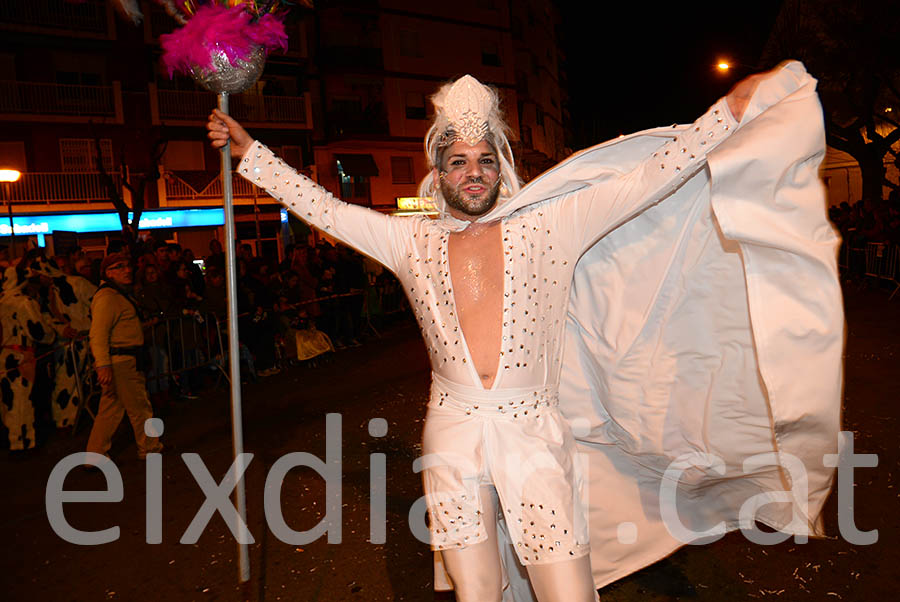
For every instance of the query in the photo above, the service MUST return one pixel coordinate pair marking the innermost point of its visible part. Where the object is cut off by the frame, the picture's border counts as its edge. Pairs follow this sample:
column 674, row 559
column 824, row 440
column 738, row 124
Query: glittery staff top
column 541, row 244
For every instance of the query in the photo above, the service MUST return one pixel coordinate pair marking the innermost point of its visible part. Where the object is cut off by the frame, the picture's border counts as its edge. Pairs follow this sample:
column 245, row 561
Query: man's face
column 120, row 273
column 469, row 178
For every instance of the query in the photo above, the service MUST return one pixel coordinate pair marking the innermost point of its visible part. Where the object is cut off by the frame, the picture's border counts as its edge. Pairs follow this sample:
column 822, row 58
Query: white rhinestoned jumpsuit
column 512, row 435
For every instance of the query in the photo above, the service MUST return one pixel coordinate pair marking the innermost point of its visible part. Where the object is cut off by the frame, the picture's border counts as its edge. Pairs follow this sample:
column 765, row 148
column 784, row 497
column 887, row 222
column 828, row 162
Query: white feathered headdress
column 468, row 111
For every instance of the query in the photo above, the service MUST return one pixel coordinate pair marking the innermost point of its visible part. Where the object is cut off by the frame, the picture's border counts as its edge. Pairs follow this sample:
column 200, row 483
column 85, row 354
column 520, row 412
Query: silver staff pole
column 234, row 359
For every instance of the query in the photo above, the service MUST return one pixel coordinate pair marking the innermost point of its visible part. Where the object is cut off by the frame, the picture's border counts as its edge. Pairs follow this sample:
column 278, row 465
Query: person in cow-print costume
column 22, row 328
column 67, row 301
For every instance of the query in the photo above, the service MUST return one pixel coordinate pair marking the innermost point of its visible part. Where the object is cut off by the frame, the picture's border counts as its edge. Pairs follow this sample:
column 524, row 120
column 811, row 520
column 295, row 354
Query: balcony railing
column 179, row 190
column 88, row 18
column 61, row 187
column 194, row 106
column 42, row 99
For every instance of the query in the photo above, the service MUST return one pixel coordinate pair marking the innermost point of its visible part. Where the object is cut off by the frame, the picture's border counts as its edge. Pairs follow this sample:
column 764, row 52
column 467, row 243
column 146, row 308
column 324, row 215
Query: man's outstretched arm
column 377, row 235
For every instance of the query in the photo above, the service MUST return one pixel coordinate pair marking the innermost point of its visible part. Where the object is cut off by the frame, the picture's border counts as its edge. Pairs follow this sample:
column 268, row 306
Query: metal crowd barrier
column 882, row 263
column 180, row 344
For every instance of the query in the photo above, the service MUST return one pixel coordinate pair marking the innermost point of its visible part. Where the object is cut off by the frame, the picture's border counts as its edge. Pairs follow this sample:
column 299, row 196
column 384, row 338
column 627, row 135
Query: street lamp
column 8, row 176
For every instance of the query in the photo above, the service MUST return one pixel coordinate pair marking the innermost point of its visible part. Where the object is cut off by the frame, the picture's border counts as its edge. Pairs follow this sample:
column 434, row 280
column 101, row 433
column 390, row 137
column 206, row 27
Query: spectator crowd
column 320, row 298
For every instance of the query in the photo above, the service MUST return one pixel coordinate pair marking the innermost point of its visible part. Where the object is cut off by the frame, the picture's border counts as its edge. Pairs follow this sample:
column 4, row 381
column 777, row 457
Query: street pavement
column 388, row 378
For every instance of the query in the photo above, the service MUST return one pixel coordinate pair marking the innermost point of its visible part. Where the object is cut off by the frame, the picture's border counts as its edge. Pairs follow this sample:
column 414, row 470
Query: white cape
column 703, row 332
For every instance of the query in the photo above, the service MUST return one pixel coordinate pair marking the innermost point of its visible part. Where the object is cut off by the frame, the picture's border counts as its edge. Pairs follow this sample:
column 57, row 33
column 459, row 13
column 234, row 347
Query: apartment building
column 83, row 91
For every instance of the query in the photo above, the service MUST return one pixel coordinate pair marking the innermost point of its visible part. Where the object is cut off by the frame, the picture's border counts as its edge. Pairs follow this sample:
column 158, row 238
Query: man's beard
column 459, row 200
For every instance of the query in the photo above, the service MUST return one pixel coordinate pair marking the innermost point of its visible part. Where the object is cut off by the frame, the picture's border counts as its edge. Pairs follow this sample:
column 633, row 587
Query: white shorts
column 516, row 440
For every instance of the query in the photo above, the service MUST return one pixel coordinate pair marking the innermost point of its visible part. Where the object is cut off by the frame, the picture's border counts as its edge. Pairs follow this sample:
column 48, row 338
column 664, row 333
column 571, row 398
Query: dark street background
column 388, row 377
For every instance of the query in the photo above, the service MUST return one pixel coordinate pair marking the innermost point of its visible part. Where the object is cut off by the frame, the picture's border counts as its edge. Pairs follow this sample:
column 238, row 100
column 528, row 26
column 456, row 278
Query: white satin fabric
column 704, row 338
column 679, row 336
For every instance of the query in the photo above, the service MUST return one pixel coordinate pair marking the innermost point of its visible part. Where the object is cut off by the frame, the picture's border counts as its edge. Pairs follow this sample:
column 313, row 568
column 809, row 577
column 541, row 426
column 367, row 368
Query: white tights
column 476, row 571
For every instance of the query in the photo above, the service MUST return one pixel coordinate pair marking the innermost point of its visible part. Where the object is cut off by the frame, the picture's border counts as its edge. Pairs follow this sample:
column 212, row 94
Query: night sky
column 636, row 65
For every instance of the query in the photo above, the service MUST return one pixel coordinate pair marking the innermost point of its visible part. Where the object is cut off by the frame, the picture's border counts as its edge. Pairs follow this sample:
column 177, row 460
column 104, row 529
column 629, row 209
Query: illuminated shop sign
column 109, row 222
column 415, row 203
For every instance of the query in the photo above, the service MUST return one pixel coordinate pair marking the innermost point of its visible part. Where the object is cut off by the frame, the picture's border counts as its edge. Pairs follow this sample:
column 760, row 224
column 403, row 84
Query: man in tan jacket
column 117, row 340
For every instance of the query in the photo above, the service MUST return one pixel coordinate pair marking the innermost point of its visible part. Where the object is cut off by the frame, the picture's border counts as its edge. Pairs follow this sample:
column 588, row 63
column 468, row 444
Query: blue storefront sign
column 31, row 225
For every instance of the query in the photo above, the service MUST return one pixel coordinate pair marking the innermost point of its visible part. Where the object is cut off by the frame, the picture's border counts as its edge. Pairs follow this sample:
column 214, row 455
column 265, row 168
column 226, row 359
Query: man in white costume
column 491, row 284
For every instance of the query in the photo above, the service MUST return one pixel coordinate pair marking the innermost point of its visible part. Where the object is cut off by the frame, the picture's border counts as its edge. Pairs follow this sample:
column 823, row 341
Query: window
column 490, row 54
column 12, row 155
column 408, row 43
column 415, row 105
column 401, row 170
column 354, row 187
column 80, row 154
column 184, row 155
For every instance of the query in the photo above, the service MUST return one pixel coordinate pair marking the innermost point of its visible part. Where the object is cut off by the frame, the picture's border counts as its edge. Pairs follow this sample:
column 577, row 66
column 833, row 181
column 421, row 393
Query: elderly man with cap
column 117, row 341
column 490, row 283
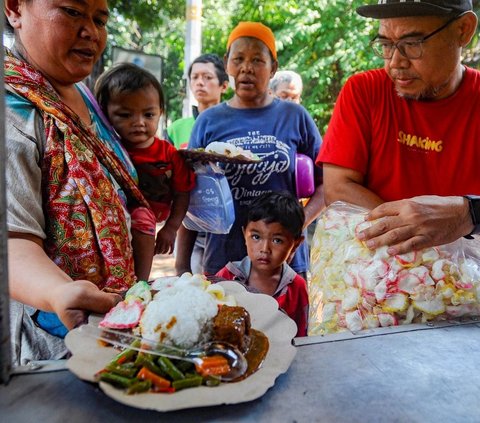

---+---

EXERCISE DETAILS: Transcribe the full listing above verbatim, leaving the pictures out of the output.

SOLUTION TO THIS TASK:
For every instance of the query in the photo above, the service MUST return one pixel coordinate pair marking the innermost point of its visible part. Where the object is cut off by the frame, the picture's border counts as its edge. Pairs follow this sample:
column 674, row 559
column 824, row 440
column 738, row 124
Query: glittery staff top
column 541, row 244
For every instance of the query in the photo above, the service MUST return one pixel coordinate pair marking the innermost point of its visible part. Where the object is cut off by the frame, the picture's border counts as its edge. Pairs follow this sample:
column 245, row 561
Query: man's face
column 120, row 273
column 469, row 178
For every instance of the query in the photo above, the service MUST return one pixel coordinate pair marking the innermost point of its visible part. Where the object is cut off by the frame, the picture's border counts as its edge. Pairs follow this sample:
column 822, row 58
Query: white rhinestoned jumpsuit
column 512, row 435
For every instance of the query in the photo above, the service MUST return one pixel coordinate pair marking the innermost point of its visible part. Where the object is cut off by the frame, the picture's border counts as its edge. Pairs follow this sample:
column 765, row 148
column 784, row 497
column 887, row 222
column 828, row 162
Query: white feathered headdress
column 468, row 111
For every instance of the query in the photo above, the service MUST return one pixel coordinate pair marking the innermost point of its visible part. Where the object is cut off by the frame, the picture's border counts as its edge. Pairs follow this sample:
column 200, row 483
column 85, row 354
column 520, row 412
Query: silver staff pole
column 234, row 359
For every instance of the query in the photo above, the service MUST return one pixel coordinate pair marking the innermost point of its visible part. Where the object is cut off by the frame, the picture's border counts as its edge. Pairs follow this sample:
column 278, row 465
Query: person in cow-print costume
column 22, row 328
column 67, row 301
For every instance of the query in the photo above, the service MUST return one pixel coordinate pair marking the innermost point of its visible part. Where the object is cut off by the frame, the picture's border counts as its edge. Pairs follow this sample:
column 524, row 120
column 811, row 520
column 295, row 354
Query: balcony railing
column 179, row 190
column 88, row 18
column 61, row 187
column 194, row 106
column 42, row 99
For every instance of the query in the photo above, the service MUST return one pixel coordinate pair marking the innermost point of its visible part. Where the object is cut off by the frame, the picture's border counts as its edge. Pairs follow this sample:
column 764, row 52
column 467, row 243
column 146, row 308
column 324, row 215
Query: man's outstretched arm
column 377, row 235
For every instance of the query in the photo above, the service MUST return one pixel coordinate pair marking the innermost point of its visible part. Where the object is cut off by the frame, the picture's border counts as its edge. Pairs follow this sample:
column 268, row 306
Query: metal crowd barrier
column 882, row 263
column 180, row 344
For every instance of the query in the photo above, the service MUST return one pixel coordinate pair marking the innermost point of its visible part. Where the object is cut off by the frame, the picture's border counts as its edge. Pairs follow this sample:
column 299, row 196
column 384, row 338
column 627, row 135
Query: street lamp
column 8, row 176
For every instance of the query in the photo above, the service MUST return one pixel coordinate pair marking the innermost point of its visible part. Where the object is cut off by the frame, the picture's border counts as its edge. Pairs follow this sample:
column 434, row 280
column 101, row 433
column 390, row 137
column 206, row 27
Query: spectator crowd
column 320, row 298
For every instance of the query in the photo above, the service MUST return one pixel coordinate pair marking the innermost point of its visible part. Where the object is cut off by the frame, the picture's border counts as its edge. Pairs follow this sample:
column 4, row 381
column 777, row 457
Query: street pavement
column 388, row 378
For every instance of the query in the photo above, the service MUST return one pixel coordinate pair marking the innermost point of its visible part. Where the object is cut off by the frame, the picture's border counts as its edge. Pairs follow this sample:
column 414, row 470
Query: white cape
column 703, row 332
For every instance of the query in the photo above, the service MUST return one pixel coordinate pair marking the innermost point of its visible part. Where the object is cut off by the frame, the picture's border counts as its edge. Pairs follow this sample:
column 57, row 33
column 459, row 13
column 234, row 347
Query: apartment building
column 83, row 91
For every instance of the query in the photo above, the service MUST return one pixel coordinate pair marking the innermost point of its visible part. Where the object is cut off by the frame, the picture's border counts as its edge. Pairs follow this sample:
column 158, row 238
Query: man's beard
column 459, row 200
For every instance of the query in the photo above, the service MUST return one pixel coordinate pair marking the innermost point of its visible part. Where the object is cut off by the frame, the picture's border counts as its edge. Pairs follow this sample:
column 633, row 587
Query: white shorts
column 516, row 440
For every instance of the query in the photo above, the service MUST return one pixel coordinate pair marking the innermost point of its visible part. Where the object is cut off by the frame, the picture's border counts as its edge. Pairs follow this sample:
column 48, row 338
column 664, row 333
column 571, row 398
Query: dark street background
column 388, row 377
For every instance of the query in the photo above, the service MUST return one pixel coordinate pair marking the innermost point of its visible part. Where the object is cut off by the frame, the picture's border counts as its edge. Pairs follow this sample:
column 238, row 100
column 528, row 26
column 456, row 278
Query: white satin fabric
column 704, row 338
column 679, row 336
For every instance of the query in the photo above, the service MUST return one pixel coordinate pair marking the innermost point of its visible part. Where the object is cut off by the frame, the picture's border counts as its edge. Pairs follow this sample:
column 313, row 568
column 809, row 577
column 541, row 426
column 367, row 368
Query: white tights
column 476, row 571
For every instance of the query in the photo above, the service MUST return one pixel coordinate pair marking the innermost point of its visible part. Where the object is cut off by the frame, the picture's border counts as its edge. Pairs follow this sample:
column 212, row 94
Query: night sky
column 636, row 65
For every instance of the query in the photo above, the service MUST return one pixel coordinate pair marking the innermost point of its visible part. Where the object is cut off by the frame, the picture's border counts as its edge. Pairs follow this sample:
column 177, row 460
column 104, row 529
column 629, row 209
Query: illuminated shop sign
column 109, row 222
column 415, row 203
For every instance of the query in the photo above, the service MUST return one pixel coordinate pair marking the innermost point of its visible part. Where the object is cut off by the frame, the picture's border counts as its edge. Pairs follow this sample:
column 760, row 224
column 403, row 84
Query: man in tan jacket
column 117, row 340
For every instance of the query in the photo above, the service MUST return one pixel coordinate pair marking the innermost point of its visible part. Where the object is cut off by the frame, the picture's border counts as its edge. Pairs follow this sample:
column 588, row 63
column 468, row 444
Query: blue storefront sign
column 31, row 225
For every instance of the query in the photo above, the service MUST return one pixel coordinate pair marking the innermost point of its visible part. Where the object is cut off by the frame, the picture's border counts as its edge. Pairs follow this sample:
column 214, row 455
column 265, row 168
column 226, row 359
Query: man in white costume
column 491, row 284
For every instance of the query in the photo above, the service MUST return one pixel coordinate pair marking the innermost point of its visible part. Where the object is cut off by the frame, the picture's border counts as its edge. Pairs follow this sample:
column 823, row 341
Query: window
column 490, row 54
column 12, row 155
column 408, row 43
column 415, row 105
column 401, row 170
column 354, row 187
column 80, row 154
column 184, row 155
For every instance of the query in the photo above, the service MUST return one pixel coordinate pair marking the innermost point of its visible part. Where the object is cut off by the frame, the picture's border counts as its edge. Pairs follow this sample:
column 577, row 66
column 833, row 181
column 421, row 393
Query: elderly man with cap
column 117, row 341
column 490, row 283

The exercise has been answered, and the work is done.